**TASK INPUTS:**
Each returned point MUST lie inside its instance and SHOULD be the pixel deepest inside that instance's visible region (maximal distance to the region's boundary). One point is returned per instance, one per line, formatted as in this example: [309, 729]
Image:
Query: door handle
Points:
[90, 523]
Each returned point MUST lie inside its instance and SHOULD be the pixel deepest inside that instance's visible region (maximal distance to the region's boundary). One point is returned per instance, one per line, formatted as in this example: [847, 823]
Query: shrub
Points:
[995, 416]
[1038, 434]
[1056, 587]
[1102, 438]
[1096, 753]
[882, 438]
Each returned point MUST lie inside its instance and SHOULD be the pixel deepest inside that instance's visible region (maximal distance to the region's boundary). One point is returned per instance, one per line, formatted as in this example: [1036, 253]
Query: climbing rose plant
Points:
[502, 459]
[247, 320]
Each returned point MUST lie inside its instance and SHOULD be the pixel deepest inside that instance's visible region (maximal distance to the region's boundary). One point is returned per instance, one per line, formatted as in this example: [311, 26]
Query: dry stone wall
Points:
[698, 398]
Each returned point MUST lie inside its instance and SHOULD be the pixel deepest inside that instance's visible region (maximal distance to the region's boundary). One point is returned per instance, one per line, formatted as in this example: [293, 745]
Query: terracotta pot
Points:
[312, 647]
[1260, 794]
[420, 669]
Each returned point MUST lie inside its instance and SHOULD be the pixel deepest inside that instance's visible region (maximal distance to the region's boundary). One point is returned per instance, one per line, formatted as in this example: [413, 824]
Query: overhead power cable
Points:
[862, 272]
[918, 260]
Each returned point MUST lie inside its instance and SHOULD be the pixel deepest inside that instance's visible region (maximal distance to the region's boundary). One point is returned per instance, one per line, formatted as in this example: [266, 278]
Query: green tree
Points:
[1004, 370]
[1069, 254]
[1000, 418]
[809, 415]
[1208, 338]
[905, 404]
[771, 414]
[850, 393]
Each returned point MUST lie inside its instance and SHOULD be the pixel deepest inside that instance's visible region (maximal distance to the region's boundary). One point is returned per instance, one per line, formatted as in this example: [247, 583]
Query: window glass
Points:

**PROBLEM DETAILS:**
Every line above should be output exactly as it stands.

**RESPONSE:**
Each returned point MUST lie inside its instance and SHOULD be the pixel deepest inside that instance's visible region (maximal distance to the region's boundary). One point is returned per instance, one per line, formatted as in this example: [309, 729]
Image:
Query: door handle
Points:
[90, 523]
Each returned point MUST lie inside its instance and SHOULD be the pixel deepest inside that instance's visible region (maximal distance to the region's boundary). One point is returned per instance, one per line, formatted as in this example: [847, 823]
Query: shrub
Points:
[995, 416]
[1038, 434]
[1056, 587]
[1102, 438]
[1096, 753]
[882, 438]
Each returned point MUST lie inside its instance and SHOULD be the pixel deepest inside that instance's visible region (maximal distance to the region's boundary). One point is returned per instance, one per line, formatted as in this example: [1036, 253]
Query: climbing rose plant
Points:
[502, 459]
[247, 320]
Each returned point MUST lie inside its instance and SHOULD be the pixel deepest inside that instance's visible region (maximal distance to the region's boundary). One point is returned per instance, one per line, formatted as in this example: [311, 26]
Query: dry stone wall
Points:
[698, 398]
Each returned point MUST lie inside its instance and SHOULD be the pixel deepest inside that instance's visible region (maximal distance to the region's boundary). One point is returned per instance, one per line, formatted as in this example: [293, 745]
Query: terracotta pot
Points:
[312, 647]
[1260, 794]
[420, 669]
Each returned point MUST lie inside its instance and SHOULD be the pixel deepest inside that instance's visible region (maximal distance to the region's boundary). One point is returned per instance, one per line, formatted as in this example: [413, 824]
Query: overhead power cable
Points:
[862, 272]
[918, 260]
Each returned point MUST lie inside its instance and SHOULD be the pixel deepest inside that instance's visible region (maximal distance to the region's boundary). One point is returned per instance, one per line, formatted as in this example: [266, 278]
Query: green tree
Points:
[1004, 370]
[1069, 254]
[1000, 418]
[809, 415]
[1208, 338]
[905, 404]
[771, 414]
[850, 393]
Each returned point MUST lie inside its instance and SHOULD be the pixel deepest inside that instance's visible region (maximal distance to the region's boundary). One point is returned per instance, one per line, formatted as in this example: [247, 583]
Query: window glass
Points:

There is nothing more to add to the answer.